> **GOAL**:
Could you reproduce, word for word, the lines below from the one containing "If you could place a marker on the tall mast" through the very last line, including both of those lines?

> **DATA ROWS**:

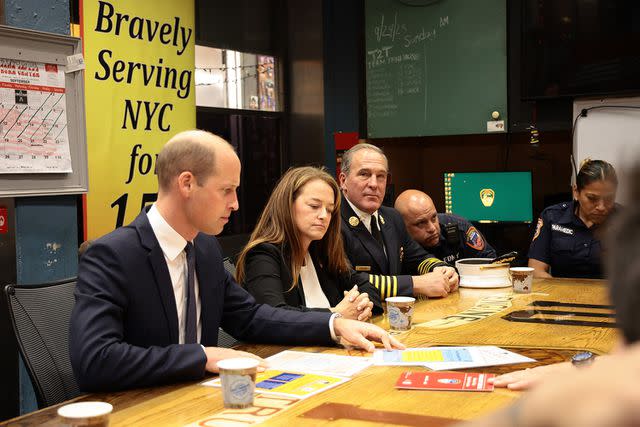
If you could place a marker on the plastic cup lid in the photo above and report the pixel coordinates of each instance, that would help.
(237, 363)
(399, 299)
(85, 409)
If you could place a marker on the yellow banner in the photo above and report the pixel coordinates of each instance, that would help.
(139, 92)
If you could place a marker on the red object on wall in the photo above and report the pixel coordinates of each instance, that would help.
(4, 221)
(343, 141)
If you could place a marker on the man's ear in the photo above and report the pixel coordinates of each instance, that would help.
(186, 183)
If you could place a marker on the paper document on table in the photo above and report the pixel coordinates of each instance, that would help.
(318, 363)
(447, 358)
(290, 384)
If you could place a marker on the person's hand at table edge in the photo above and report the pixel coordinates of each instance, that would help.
(359, 334)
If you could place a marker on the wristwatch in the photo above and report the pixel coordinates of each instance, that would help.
(582, 359)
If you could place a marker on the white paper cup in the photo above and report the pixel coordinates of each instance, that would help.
(238, 378)
(521, 279)
(87, 414)
(400, 312)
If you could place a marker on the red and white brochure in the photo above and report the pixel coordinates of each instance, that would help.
(448, 381)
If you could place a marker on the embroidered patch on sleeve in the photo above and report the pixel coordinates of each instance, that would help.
(474, 239)
(538, 228)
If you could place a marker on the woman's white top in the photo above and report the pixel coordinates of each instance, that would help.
(313, 294)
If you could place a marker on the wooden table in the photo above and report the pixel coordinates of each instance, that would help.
(370, 395)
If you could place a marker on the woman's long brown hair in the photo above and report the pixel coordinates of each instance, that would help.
(276, 225)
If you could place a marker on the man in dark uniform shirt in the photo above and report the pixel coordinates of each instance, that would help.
(566, 244)
(375, 238)
(448, 237)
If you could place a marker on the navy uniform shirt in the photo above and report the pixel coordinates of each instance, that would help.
(464, 241)
(564, 242)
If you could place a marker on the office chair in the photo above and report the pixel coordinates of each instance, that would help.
(224, 339)
(40, 318)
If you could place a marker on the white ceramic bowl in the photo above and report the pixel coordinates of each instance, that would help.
(479, 273)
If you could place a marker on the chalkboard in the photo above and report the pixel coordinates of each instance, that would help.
(435, 67)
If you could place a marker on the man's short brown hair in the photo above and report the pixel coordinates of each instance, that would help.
(193, 151)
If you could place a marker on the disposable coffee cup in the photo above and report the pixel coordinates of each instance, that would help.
(521, 279)
(238, 378)
(400, 312)
(86, 414)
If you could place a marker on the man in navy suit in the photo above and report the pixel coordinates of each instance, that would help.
(151, 296)
(375, 238)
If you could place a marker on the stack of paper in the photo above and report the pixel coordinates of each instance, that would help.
(299, 374)
(449, 358)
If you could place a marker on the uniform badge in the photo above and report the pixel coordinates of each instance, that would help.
(474, 239)
(538, 228)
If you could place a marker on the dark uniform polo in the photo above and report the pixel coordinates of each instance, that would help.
(460, 239)
(564, 242)
(391, 272)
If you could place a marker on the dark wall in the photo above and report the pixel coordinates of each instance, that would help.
(242, 25)
(9, 354)
(305, 82)
(344, 48)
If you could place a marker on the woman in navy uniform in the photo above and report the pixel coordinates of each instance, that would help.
(566, 242)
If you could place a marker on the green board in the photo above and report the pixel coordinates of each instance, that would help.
(489, 196)
(435, 69)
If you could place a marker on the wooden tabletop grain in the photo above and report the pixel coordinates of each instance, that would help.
(370, 398)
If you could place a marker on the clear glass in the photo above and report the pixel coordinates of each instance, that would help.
(230, 79)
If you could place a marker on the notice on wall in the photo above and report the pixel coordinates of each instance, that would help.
(33, 118)
(139, 58)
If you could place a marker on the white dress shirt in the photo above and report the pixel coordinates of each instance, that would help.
(172, 245)
(365, 218)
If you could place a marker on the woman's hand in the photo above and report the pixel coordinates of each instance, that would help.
(354, 305)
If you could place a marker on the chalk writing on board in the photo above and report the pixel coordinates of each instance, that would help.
(406, 51)
(389, 30)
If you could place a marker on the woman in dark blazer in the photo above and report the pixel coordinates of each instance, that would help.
(295, 257)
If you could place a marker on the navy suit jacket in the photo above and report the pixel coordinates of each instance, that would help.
(391, 274)
(124, 326)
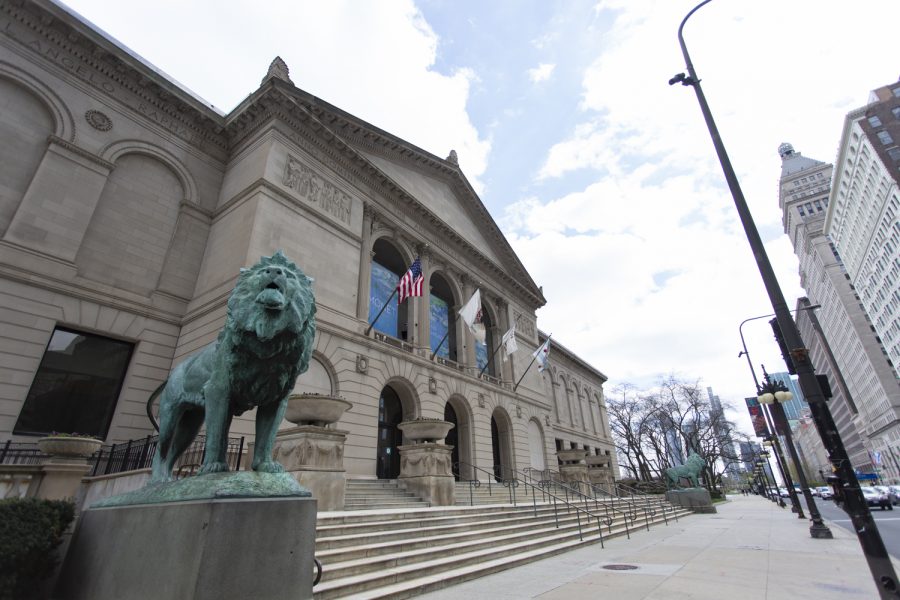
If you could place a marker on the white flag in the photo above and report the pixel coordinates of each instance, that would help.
(471, 315)
(509, 342)
(541, 355)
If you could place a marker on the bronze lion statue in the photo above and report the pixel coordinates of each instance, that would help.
(265, 345)
(689, 470)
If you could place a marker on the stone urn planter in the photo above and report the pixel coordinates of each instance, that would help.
(571, 456)
(315, 409)
(69, 446)
(425, 430)
(597, 461)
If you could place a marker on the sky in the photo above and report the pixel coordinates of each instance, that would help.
(601, 175)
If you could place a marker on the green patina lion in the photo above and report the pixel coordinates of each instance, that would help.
(689, 470)
(265, 345)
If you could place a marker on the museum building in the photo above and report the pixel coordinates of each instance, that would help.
(128, 207)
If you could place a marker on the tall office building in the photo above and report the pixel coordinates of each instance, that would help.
(841, 343)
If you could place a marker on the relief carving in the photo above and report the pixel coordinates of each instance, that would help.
(316, 190)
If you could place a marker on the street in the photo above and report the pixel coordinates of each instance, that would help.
(888, 522)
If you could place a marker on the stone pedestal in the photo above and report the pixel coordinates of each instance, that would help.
(695, 499)
(314, 456)
(425, 471)
(229, 549)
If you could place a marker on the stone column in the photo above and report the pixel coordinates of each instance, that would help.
(365, 264)
(314, 456)
(425, 471)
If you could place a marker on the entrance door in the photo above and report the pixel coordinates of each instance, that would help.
(452, 438)
(390, 414)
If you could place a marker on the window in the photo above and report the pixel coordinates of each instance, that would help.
(76, 385)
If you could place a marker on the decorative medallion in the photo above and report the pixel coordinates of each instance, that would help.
(98, 120)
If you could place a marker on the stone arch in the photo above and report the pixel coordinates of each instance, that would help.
(26, 121)
(64, 122)
(390, 260)
(502, 444)
(320, 378)
(114, 151)
(464, 452)
(141, 194)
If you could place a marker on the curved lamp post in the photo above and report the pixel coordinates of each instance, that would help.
(773, 394)
(870, 540)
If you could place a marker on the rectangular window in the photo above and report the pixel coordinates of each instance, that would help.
(76, 386)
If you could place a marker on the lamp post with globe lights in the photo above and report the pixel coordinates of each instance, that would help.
(872, 545)
(773, 394)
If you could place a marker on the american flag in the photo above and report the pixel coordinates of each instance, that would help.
(411, 282)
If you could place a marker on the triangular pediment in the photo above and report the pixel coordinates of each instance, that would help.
(433, 190)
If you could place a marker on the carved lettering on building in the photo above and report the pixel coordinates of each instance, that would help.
(524, 324)
(317, 190)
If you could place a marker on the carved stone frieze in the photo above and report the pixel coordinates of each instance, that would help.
(317, 190)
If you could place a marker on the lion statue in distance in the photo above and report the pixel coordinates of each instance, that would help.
(265, 345)
(689, 470)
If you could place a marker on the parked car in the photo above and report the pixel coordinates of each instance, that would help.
(875, 498)
(895, 494)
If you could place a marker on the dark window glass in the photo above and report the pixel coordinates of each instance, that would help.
(76, 386)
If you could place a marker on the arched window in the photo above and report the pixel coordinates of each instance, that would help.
(387, 268)
(442, 319)
(484, 353)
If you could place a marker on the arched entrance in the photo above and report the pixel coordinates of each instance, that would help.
(536, 445)
(390, 414)
(502, 445)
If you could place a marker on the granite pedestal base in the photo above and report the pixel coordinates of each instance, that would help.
(695, 499)
(232, 549)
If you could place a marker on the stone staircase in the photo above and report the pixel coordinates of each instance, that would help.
(377, 494)
(403, 553)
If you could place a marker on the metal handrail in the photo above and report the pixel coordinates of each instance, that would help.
(574, 488)
(515, 482)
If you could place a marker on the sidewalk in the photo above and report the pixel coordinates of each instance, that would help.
(750, 550)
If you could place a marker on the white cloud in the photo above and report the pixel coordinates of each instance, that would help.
(334, 50)
(657, 204)
(540, 73)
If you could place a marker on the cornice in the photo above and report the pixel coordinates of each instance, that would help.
(49, 31)
(274, 101)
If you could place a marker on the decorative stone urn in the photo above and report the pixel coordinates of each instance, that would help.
(69, 446)
(315, 409)
(425, 430)
(573, 456)
(311, 452)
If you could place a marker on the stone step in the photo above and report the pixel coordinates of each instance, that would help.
(402, 575)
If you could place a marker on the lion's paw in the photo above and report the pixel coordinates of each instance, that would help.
(269, 466)
(214, 467)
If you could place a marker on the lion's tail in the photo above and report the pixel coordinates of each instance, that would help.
(150, 400)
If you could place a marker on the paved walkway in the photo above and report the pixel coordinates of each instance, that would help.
(750, 550)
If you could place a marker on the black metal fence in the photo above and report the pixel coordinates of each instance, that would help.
(127, 456)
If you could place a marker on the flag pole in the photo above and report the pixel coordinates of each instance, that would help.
(372, 324)
(497, 349)
(525, 372)
(441, 343)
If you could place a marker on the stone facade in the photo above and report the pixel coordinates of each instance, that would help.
(128, 206)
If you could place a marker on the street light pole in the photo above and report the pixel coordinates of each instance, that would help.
(873, 547)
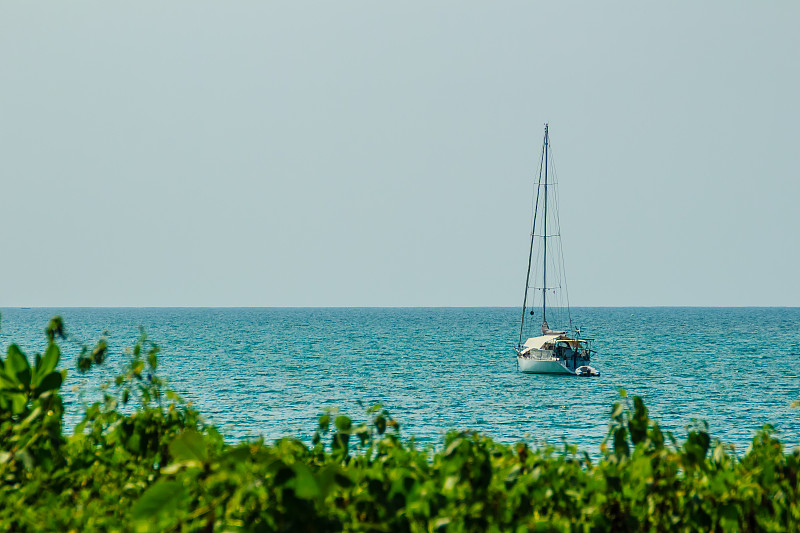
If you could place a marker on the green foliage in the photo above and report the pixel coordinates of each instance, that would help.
(143, 460)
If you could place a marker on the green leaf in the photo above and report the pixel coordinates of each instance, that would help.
(189, 446)
(158, 506)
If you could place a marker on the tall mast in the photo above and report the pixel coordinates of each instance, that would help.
(533, 238)
(544, 236)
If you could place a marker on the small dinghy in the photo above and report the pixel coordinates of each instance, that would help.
(586, 371)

> **THE RESULT**:
If you could place a marker on the tall mast in the photo above and report the pixel coordinates of each instance, that would help.
(533, 238)
(544, 236)
If you could place a marker on the small dinghy in the photo above and report the pixel coordinates of each instance, that would help.
(586, 371)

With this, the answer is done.